Completa lo siguiente —
- 1) Según el texto sobre Curtis, ¿dónde y en qué año nació el fotógrafo?
- 2) Copia del texto sobre Curtis el fragmento que empieza con las palabras "En 1891 todas" y termina con "perderá para siempre.".

Texto proporcionado —
···

Así es como acostumbraban a llamarle los indios que posaban para sus fotografías.
Curtis fue un fotógrafo autodidacta, había nacido en Whitewater (Wisconsin) en el año 1868, y falleció en Los Ángeles en el año 1952.
En 1891 todas las tribus aborígenes del norte de America habían sido condenadas a vivir en «reservas» o se integraban como la escala más baja de la cultura anglosajona.
Interesado por las culturas indígenas comenzó a viajar y fotografiar a unos colectivos en los que su declive se percibía con toda claridad.
Curtis escribió: «la muerte de cada hombre o mujer significa el fin de alguna tradición, de algún conocimiento o rito que solo ellos poseían, por lo tanto, la información que puede ser recopilada para los futuras generaciones debe recogerse ahora o la oportunidad se perderá para siempre.

···

Registros proporcionados —
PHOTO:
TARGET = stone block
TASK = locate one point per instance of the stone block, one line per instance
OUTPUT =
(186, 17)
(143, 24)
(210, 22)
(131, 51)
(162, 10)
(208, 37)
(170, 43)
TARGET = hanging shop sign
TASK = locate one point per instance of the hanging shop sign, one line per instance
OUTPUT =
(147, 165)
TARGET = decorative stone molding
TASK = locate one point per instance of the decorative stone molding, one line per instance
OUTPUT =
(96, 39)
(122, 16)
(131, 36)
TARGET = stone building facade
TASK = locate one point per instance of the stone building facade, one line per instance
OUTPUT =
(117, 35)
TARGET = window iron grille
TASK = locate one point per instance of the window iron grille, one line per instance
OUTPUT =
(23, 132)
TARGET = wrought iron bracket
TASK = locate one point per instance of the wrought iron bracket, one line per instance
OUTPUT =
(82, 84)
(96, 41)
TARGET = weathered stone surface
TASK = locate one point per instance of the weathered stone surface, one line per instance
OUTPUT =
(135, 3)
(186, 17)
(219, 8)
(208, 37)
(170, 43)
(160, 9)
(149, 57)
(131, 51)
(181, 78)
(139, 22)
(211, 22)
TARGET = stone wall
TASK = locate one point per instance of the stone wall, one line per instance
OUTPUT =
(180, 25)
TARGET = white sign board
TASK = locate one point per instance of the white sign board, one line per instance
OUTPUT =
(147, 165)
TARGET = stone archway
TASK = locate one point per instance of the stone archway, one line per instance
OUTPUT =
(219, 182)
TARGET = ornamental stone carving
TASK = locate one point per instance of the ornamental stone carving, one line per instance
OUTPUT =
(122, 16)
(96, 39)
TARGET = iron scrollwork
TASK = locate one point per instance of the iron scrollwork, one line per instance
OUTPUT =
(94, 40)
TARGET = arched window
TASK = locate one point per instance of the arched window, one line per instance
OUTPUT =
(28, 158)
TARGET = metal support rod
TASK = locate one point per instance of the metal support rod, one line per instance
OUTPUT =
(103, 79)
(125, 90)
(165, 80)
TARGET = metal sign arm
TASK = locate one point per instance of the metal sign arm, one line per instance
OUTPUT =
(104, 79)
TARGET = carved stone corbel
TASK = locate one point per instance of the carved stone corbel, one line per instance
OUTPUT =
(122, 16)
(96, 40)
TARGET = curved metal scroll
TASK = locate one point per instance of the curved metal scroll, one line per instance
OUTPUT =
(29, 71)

···

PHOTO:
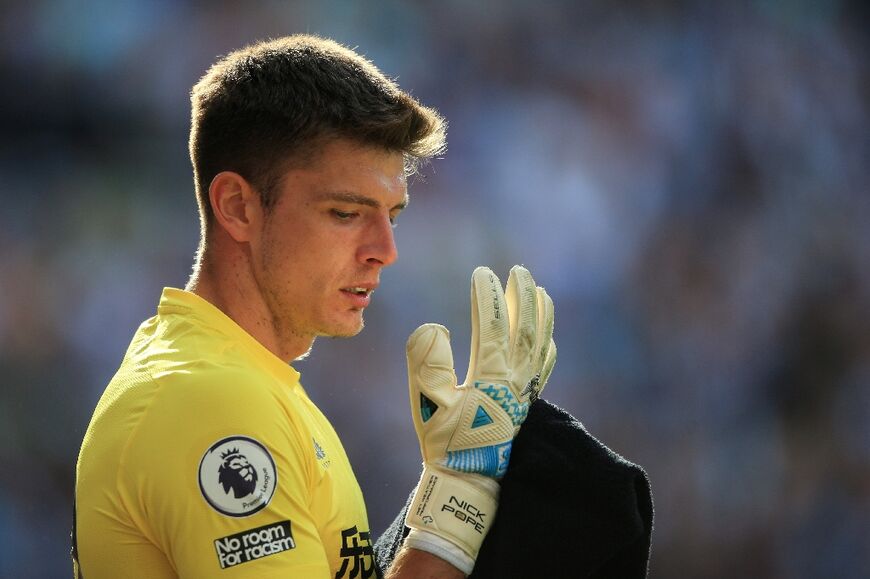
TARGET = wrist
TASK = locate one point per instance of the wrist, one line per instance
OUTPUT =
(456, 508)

···

Resultados del ejercicio —
- 1) En Whitewater (Wisconsin), en el año 1868.

- 2)
En 1891 todas las tribus aborígenes del norte de America habían sido condenadas a vivir en «reservas» o se integraban como la escala más baja de la cultura anglosajona.
Interesado por las culturas indígenas comenzó a viajar y fotografiar a unos colectivos en los que su declive se percibía con toda claridad.
Curtis escribió: «la muerte de cada hombre o mujer significa el fin de alguna tradición, de algún conocimiento o rito que solo ellos poseían, por lo tanto, la información que puede ser recopilada para los futuras generaciones debe recogerse ahora o la oportunidad se perderá para siempre.